**Supplied records**
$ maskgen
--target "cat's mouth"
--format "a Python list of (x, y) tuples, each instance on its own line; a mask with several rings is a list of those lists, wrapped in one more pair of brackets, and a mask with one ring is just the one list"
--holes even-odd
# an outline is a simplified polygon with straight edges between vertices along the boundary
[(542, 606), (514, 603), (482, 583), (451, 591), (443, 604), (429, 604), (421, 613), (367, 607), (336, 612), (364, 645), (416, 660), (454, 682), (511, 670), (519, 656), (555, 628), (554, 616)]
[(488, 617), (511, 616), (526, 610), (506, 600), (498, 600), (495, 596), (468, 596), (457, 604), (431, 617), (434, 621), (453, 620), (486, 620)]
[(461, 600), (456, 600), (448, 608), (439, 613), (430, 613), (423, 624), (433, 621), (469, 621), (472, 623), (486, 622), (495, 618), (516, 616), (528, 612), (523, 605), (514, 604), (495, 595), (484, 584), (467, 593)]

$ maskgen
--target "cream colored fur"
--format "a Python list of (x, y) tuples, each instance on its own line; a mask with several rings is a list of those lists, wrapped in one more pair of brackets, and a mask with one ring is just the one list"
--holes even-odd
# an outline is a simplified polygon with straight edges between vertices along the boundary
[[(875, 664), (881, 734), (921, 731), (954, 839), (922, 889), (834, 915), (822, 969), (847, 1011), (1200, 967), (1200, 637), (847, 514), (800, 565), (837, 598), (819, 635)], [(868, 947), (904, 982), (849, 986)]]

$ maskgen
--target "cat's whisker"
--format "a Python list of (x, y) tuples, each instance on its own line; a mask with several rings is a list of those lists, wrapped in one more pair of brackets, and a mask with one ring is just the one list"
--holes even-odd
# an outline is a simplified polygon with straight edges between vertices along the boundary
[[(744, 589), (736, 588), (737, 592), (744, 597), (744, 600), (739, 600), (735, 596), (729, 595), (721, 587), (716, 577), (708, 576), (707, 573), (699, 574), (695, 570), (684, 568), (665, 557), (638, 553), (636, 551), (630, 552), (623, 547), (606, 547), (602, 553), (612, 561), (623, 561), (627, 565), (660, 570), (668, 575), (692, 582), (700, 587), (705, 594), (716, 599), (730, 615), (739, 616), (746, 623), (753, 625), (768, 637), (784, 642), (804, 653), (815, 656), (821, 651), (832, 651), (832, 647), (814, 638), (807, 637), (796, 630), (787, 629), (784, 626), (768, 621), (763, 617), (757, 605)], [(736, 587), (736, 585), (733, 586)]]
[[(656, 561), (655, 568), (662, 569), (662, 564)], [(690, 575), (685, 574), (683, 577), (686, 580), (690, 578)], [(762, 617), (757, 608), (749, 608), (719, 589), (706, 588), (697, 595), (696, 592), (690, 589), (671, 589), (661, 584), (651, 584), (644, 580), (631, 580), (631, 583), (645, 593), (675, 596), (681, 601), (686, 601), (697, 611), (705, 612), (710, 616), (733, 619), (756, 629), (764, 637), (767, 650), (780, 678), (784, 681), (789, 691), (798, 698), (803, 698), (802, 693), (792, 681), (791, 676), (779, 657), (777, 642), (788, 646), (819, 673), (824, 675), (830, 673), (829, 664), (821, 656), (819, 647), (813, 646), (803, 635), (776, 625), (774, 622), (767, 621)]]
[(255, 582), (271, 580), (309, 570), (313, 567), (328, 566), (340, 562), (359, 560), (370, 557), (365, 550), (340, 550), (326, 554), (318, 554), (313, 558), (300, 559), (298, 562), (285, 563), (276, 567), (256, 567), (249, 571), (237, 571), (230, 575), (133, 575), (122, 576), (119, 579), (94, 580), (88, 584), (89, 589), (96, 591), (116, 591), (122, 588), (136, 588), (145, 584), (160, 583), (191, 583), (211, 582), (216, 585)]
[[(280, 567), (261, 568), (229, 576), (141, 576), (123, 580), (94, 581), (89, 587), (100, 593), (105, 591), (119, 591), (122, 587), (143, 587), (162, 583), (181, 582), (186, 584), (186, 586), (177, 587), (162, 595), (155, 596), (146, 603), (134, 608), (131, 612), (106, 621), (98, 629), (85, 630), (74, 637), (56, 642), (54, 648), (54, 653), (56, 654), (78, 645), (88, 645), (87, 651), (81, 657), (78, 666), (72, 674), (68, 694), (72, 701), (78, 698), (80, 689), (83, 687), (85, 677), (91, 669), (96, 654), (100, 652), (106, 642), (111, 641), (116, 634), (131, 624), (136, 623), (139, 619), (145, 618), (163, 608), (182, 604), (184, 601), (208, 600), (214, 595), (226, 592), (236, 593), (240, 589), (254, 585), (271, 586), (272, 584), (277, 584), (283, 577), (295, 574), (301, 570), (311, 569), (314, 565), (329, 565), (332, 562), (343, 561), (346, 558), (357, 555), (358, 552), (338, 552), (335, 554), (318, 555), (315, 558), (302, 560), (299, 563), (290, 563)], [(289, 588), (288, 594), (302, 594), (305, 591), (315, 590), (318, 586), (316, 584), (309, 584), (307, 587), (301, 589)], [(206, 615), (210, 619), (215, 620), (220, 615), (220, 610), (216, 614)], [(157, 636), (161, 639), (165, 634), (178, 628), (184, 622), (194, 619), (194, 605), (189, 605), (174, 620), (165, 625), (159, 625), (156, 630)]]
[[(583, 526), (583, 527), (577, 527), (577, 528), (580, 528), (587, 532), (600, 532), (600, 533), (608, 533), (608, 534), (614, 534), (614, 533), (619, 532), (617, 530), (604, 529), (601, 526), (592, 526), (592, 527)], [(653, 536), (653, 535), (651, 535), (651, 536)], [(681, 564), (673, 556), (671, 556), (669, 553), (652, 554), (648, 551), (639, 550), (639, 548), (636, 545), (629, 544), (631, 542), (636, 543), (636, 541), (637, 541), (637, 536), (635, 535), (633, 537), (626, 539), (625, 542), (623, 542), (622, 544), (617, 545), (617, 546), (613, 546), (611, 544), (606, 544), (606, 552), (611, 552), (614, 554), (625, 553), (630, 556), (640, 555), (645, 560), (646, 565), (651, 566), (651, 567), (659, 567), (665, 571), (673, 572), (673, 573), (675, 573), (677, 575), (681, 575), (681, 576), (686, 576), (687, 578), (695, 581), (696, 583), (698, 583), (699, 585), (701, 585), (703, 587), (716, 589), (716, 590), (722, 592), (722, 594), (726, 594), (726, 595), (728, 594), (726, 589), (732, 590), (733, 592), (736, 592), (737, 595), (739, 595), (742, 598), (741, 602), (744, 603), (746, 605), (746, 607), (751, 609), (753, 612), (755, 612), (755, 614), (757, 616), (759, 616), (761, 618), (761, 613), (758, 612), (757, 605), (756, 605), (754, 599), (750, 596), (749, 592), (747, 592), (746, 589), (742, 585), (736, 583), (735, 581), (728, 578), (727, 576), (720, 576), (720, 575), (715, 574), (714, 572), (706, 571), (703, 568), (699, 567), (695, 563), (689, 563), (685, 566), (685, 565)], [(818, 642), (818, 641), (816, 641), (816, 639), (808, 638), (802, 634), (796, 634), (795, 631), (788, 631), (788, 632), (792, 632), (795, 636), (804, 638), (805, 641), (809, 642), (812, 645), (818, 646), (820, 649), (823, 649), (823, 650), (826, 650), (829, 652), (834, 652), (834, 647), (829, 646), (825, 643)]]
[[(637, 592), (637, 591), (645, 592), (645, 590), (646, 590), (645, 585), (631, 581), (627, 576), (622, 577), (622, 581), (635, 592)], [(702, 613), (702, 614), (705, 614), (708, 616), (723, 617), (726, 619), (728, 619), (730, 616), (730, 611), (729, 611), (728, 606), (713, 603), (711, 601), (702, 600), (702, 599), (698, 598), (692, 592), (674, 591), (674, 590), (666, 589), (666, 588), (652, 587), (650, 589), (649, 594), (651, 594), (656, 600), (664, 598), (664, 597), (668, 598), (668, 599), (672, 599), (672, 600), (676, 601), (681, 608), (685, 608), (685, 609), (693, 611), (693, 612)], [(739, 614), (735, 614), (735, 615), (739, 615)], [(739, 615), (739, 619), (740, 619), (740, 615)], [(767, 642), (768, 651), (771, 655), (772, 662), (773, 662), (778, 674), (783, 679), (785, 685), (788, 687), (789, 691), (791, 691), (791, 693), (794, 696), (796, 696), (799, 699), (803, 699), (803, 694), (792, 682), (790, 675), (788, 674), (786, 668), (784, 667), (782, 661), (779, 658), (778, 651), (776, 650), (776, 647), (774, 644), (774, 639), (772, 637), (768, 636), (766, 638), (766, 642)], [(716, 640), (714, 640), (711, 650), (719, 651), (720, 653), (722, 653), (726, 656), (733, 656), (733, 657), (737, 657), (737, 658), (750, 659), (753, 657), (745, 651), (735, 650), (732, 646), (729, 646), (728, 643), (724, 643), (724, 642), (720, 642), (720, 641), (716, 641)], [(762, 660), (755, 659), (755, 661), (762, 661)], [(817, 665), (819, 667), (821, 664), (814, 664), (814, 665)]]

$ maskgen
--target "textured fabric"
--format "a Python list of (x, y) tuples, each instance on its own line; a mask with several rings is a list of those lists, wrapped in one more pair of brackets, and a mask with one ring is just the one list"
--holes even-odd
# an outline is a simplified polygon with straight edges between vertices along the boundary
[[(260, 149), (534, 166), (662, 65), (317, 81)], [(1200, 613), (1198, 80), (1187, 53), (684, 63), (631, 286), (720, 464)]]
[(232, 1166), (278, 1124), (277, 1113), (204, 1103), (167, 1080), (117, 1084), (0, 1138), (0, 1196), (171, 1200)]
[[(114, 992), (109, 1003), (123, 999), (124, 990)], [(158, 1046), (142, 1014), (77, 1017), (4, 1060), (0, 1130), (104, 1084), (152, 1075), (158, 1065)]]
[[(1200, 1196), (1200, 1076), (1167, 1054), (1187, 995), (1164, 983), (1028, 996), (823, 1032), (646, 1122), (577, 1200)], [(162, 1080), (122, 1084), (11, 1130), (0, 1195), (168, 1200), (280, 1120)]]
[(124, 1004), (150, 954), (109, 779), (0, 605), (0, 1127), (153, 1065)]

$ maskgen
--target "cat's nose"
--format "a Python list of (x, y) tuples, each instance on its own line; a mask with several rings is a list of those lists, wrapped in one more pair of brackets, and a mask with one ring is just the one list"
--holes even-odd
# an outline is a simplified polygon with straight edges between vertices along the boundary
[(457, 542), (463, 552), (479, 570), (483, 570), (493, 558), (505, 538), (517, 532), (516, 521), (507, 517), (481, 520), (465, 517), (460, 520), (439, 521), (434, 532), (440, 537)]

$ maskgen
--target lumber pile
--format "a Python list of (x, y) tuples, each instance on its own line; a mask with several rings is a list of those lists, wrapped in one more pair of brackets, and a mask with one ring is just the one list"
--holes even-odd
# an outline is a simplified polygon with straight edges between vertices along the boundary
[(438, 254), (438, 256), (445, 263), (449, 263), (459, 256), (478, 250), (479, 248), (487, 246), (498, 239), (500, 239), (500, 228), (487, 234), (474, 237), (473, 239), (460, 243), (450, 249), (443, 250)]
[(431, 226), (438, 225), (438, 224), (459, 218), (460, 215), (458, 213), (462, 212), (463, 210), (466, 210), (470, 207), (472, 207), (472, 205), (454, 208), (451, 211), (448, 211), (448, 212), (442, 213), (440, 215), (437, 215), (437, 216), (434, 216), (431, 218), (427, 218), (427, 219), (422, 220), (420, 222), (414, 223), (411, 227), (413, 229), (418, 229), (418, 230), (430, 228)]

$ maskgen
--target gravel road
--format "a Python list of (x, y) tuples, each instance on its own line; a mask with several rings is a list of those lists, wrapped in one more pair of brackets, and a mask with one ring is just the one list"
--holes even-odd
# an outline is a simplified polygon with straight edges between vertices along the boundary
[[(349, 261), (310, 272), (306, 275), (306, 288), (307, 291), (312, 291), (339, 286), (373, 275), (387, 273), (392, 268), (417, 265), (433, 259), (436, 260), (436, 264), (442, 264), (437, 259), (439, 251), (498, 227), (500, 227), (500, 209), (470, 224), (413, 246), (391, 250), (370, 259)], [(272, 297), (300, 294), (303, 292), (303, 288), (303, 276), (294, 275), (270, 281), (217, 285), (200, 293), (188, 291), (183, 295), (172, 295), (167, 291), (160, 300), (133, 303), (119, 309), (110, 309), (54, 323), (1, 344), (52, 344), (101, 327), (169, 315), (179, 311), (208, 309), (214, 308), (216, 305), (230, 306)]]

**Task statement**
The result should be every line of the material that contains the word "target", so copy those lines.

**Problem solution**
--target "cat's mouth"
--target "cream colored fur"
--target "cat's whisker"
--target "textured fabric"
--target "cat's nose"
--target lumber pile
--target gravel road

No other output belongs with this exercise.